• TEXT PASSAGE
= = = = =
Exercise 1: Group two implementations with throughput

Difficulty: Easy

Objective: Build a benchmark group that compares two functions and reports throughput.

Instructions: Given pub fn reverse_collect(s: &str) -> String (which does s.chars().rev().collect()) and pub fn reverse_bytes(s: &str) -> String (which reverses s.bytes() into a Vec<u8> then String::from_utf8 — valid only for ASCII), write benches/reverse.rs that benchmarks both on a 1000-character ASCII string inside a single benchmark_group("reverse"), with Throughput::Bytes. Remember harness = false, black_box the input, and group.finish().

src/lib.rs

pub fn reverse_collect(s: &str) -> String {
    s.chars().rev().collect()
}

pub fn reverse_bytes(s: &str) -> String {
    let bytes: Vec<u8> = s.bytes().rev().collect();
    String::from_utf8(bytes).unwrap()
}

// TODO: write benches/reverse.rs and the Cargo.toml entries

Solution

Cargo.toml

[dev-dependencies]
criterion = { version = "0.8.2", features = ["html_reports"] }

[[bench]]
name = "reverse"
= = = = =
• RECORD LIST
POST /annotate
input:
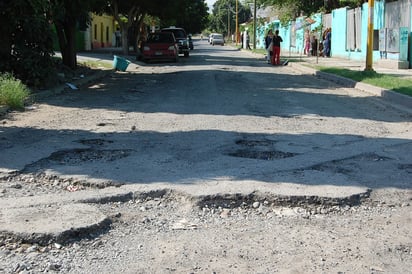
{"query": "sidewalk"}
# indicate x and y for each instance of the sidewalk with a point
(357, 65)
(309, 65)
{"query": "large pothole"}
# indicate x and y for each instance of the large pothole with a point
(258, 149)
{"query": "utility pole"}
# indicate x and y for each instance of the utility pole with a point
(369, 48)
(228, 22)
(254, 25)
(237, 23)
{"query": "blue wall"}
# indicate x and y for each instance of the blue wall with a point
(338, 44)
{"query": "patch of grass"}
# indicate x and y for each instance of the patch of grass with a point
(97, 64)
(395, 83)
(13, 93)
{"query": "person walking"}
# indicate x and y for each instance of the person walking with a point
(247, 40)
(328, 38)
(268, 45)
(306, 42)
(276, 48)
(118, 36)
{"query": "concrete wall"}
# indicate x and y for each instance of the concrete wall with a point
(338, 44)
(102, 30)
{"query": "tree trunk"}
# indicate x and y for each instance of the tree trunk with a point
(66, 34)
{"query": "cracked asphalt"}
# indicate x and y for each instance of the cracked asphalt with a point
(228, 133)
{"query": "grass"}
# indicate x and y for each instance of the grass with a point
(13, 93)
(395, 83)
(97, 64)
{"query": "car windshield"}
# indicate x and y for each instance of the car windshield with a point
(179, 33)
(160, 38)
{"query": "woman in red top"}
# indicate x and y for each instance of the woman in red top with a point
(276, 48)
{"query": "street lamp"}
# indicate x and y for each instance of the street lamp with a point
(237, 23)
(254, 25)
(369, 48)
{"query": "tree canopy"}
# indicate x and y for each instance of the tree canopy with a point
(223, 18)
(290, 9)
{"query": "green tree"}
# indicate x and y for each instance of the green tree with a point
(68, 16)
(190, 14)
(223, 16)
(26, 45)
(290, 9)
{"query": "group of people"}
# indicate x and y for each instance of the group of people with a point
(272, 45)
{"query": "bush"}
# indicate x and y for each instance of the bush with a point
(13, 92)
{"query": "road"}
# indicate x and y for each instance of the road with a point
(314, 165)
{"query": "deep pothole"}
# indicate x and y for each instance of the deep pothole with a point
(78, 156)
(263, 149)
= = = = =
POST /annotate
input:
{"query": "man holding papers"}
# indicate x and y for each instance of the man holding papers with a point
= = = = =
• TASKS AND EXERCISES
1. What version of criterion does the Rust benchmarking exercise add as a dev-dependency?
2. Rewrite the paragraph beginning "Instructions: Given pub fn reverse_collect" from the Rust benchmarking exercise as a short bulleted list.

• RESULTS IN ORDER
1. Version 0.8.2, with the "html_reports" feature.

2.
- Two functions are given: reverse_collect(s: &str) -> String, which does s.chars().rev().collect(), and reverse_bytes(s: &str) -> String, which reverses s.bytes() into a Vec<u8> and then calls String::from_utf8 (valid only for ASCII).
- Write benches/reverse.rs to benchmark both on a 1000-character ASCII string.
- Place both in a single benchmark_group("reverse") with Throughput::Bytes.
- Set harness = false, black_box the input, and call group.finish().